Data provided ::

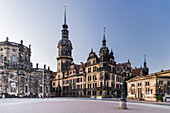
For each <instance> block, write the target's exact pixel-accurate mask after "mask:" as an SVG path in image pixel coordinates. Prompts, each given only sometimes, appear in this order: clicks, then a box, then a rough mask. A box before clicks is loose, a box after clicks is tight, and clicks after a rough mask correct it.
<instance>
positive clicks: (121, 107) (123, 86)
mask: <svg viewBox="0 0 170 113" xmlns="http://www.w3.org/2000/svg"><path fill="white" fill-rule="evenodd" d="M124 76H125V73H124V72H123V73H122V94H121V99H120V107H119V108H120V109H127V106H126V96H125V88H124V79H123V78H124Z"/></svg>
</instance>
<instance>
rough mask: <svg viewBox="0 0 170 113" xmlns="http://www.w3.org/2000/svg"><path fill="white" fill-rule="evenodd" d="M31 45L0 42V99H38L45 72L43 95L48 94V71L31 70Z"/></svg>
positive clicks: (48, 86) (48, 92)
mask: <svg viewBox="0 0 170 113" xmlns="http://www.w3.org/2000/svg"><path fill="white" fill-rule="evenodd" d="M30 57H31V45H30V46H29V47H26V46H24V45H23V41H22V40H21V43H20V44H19V43H15V42H9V39H8V37H7V38H6V41H4V42H0V97H40V96H41V95H42V90H41V89H42V71H41V72H39V71H38V70H43V71H45V79H44V80H45V95H48V94H49V92H50V86H51V75H52V73H51V71H50V69H45V68H43V69H40V68H38V65H37V68H33V67H32V63H31V61H30Z"/></svg>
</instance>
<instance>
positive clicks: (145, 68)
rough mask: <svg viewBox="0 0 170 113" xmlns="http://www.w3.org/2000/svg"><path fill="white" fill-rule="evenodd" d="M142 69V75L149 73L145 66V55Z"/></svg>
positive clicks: (146, 68) (147, 67)
mask: <svg viewBox="0 0 170 113" xmlns="http://www.w3.org/2000/svg"><path fill="white" fill-rule="evenodd" d="M142 71H143V76H146V75H148V73H149V68H148V67H147V66H146V55H145V56H144V67H143V69H142Z"/></svg>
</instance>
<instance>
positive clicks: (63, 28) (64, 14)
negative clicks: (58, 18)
mask: <svg viewBox="0 0 170 113" xmlns="http://www.w3.org/2000/svg"><path fill="white" fill-rule="evenodd" d="M67 28H68V26H67V24H66V5H65V6H64V24H63V29H64V30H66V29H67Z"/></svg>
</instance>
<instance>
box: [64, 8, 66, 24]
mask: <svg viewBox="0 0 170 113" xmlns="http://www.w3.org/2000/svg"><path fill="white" fill-rule="evenodd" d="M64 10H65V11H64V12H65V13H64V24H66V5H65V6H64Z"/></svg>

Aim of the exercise ::
In your copy, please omit the pictures and print every line of the records exactly.

Answer to the problem ::
For each <instance> block, write the target's exact pixel-accurate mask after "mask:" as an SVG path in image pixel coordinates. Prompts, each given only sometimes, appear in this order: clicks, then a box, then a rough mask. A box before clicks is loose, a box after clicks is tight, and clicks after a rough mask correct it.
<instance>
positive clicks: (121, 107) (123, 86)
mask: <svg viewBox="0 0 170 113" xmlns="http://www.w3.org/2000/svg"><path fill="white" fill-rule="evenodd" d="M124 76H125V73H124V72H123V73H122V94H121V99H120V107H119V108H120V109H127V106H126V96H125V88H124V79H123V78H124Z"/></svg>
</instance>
<instance>
rough mask: <svg viewBox="0 0 170 113" xmlns="http://www.w3.org/2000/svg"><path fill="white" fill-rule="evenodd" d="M31 45L0 42V99H38L45 72L43 95L48 94V71L31 70Z"/></svg>
positive clicks: (48, 86) (48, 92)
mask: <svg viewBox="0 0 170 113" xmlns="http://www.w3.org/2000/svg"><path fill="white" fill-rule="evenodd" d="M30 57H31V45H30V46H29V47H26V46H24V45H23V41H22V40H21V43H20V44H19V43H15V42H9V39H8V37H7V38H6V41H4V42H0V97H40V96H41V95H42V90H41V89H42V71H41V72H39V71H38V70H43V71H45V79H44V80H45V95H48V94H49V92H50V86H51V75H52V73H51V71H50V69H45V68H43V69H40V68H38V65H37V68H33V67H32V63H31V61H30Z"/></svg>
</instance>
<instance>
positive clicks: (145, 68)
rough mask: <svg viewBox="0 0 170 113" xmlns="http://www.w3.org/2000/svg"><path fill="white" fill-rule="evenodd" d="M142 69V75L149 73L145 66V55Z"/></svg>
positive clicks: (146, 68) (147, 67)
mask: <svg viewBox="0 0 170 113" xmlns="http://www.w3.org/2000/svg"><path fill="white" fill-rule="evenodd" d="M142 71H143V76H146V75H148V73H149V68H148V67H147V66H146V55H145V56H144V67H143V69H142Z"/></svg>
</instance>
<instance>
positive clicks: (63, 28) (64, 14)
negative clicks: (58, 18)
mask: <svg viewBox="0 0 170 113" xmlns="http://www.w3.org/2000/svg"><path fill="white" fill-rule="evenodd" d="M67 28H68V26H67V24H66V5H65V6H64V24H63V29H64V30H66V29H67Z"/></svg>
</instance>
<instance>
box: [64, 8, 66, 24]
mask: <svg viewBox="0 0 170 113" xmlns="http://www.w3.org/2000/svg"><path fill="white" fill-rule="evenodd" d="M64 10H65V11H64V12H65V13H64V24H66V5H65V6H64Z"/></svg>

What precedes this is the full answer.